Exercise details: In the part of the listing that opens with the line containing "Query: white patterned top" and closes with the line containing "23), (968, 13)]]", swap "Mark" for "Outline" and write out only those lines again, leaving everything else unchanged.

Entries supplied:
═══

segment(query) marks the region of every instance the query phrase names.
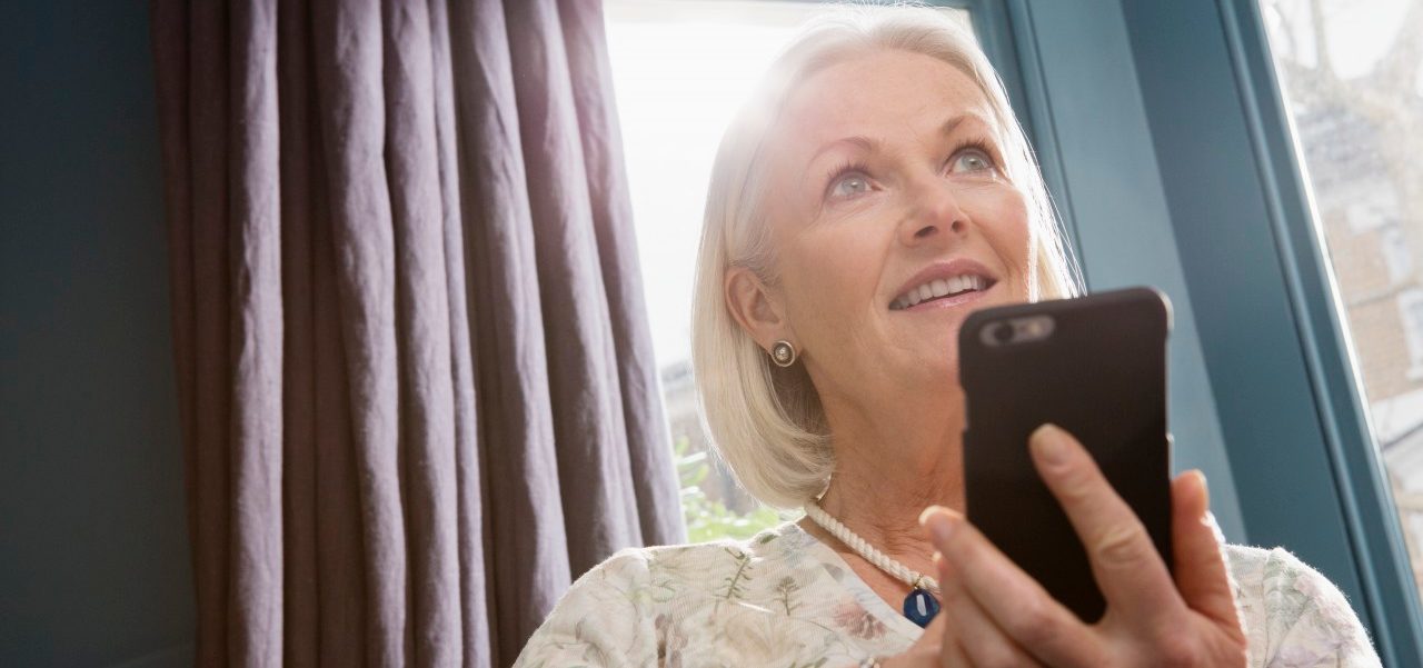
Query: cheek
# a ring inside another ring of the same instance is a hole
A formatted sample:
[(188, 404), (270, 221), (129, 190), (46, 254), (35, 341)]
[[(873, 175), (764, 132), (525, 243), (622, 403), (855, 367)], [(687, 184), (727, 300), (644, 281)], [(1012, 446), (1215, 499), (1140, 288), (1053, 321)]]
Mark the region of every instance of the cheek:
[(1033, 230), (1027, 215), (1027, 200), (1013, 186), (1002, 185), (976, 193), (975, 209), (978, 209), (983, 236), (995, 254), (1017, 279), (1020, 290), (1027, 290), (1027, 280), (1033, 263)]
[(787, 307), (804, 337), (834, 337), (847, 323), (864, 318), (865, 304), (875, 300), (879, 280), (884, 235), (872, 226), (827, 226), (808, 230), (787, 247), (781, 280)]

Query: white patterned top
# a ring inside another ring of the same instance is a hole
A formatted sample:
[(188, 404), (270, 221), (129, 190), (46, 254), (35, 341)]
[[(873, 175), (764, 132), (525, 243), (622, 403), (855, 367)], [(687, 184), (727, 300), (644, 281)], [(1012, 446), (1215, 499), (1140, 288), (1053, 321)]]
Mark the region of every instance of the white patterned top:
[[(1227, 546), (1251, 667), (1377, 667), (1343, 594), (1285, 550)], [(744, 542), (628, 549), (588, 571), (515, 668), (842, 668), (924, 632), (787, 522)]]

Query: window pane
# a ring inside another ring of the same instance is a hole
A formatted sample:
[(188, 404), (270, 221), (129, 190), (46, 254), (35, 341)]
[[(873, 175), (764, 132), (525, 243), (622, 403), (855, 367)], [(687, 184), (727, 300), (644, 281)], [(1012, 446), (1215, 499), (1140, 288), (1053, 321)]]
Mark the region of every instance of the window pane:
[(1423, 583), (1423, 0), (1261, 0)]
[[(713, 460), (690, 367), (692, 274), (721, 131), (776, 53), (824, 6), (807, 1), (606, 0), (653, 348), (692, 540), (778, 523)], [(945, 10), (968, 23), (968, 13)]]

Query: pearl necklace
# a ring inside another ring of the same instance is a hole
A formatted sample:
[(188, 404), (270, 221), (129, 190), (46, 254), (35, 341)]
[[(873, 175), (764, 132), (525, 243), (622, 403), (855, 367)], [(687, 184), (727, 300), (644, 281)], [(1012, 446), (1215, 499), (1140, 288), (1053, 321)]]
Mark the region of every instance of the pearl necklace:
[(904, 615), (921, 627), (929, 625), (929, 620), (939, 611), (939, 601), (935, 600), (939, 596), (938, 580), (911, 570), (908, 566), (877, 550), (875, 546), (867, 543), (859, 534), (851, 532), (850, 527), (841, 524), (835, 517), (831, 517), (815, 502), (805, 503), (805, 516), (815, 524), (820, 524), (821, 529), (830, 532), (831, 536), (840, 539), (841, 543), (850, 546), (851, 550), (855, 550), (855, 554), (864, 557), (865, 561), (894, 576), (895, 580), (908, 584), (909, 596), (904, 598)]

═══

Response for this exercise:
Query: white patterned top
# a ring inside another ring of the same instance is a hole
A formatted sample:
[(188, 404), (270, 221), (129, 190), (46, 254), (35, 341)]
[[(873, 175), (764, 132), (525, 243), (622, 403), (855, 367)], [(687, 184), (727, 300), (644, 281)], [(1012, 446), (1215, 499), (1140, 288), (1053, 321)]]
Outline the region of every instance of the white patterned top:
[[(1227, 546), (1251, 667), (1377, 667), (1343, 594), (1285, 550)], [(744, 542), (628, 549), (588, 571), (515, 668), (842, 668), (924, 632), (787, 522)]]

Query: window pane
# a ring inside another ring of the same instance is a hole
A formatted sample:
[(188, 404), (270, 221), (129, 190), (46, 254), (35, 341)]
[[(873, 175), (764, 132), (525, 243), (622, 403), (855, 367)], [(687, 184), (727, 300), (644, 281)], [(1012, 446), (1215, 499), (1140, 288), (1053, 321)]]
Outline the region of every instance of the window pane:
[(1423, 583), (1423, 0), (1261, 0)]
[[(713, 460), (690, 367), (692, 274), (721, 131), (776, 53), (824, 6), (807, 1), (606, 0), (653, 348), (692, 540), (778, 523)], [(945, 10), (968, 23), (968, 13)]]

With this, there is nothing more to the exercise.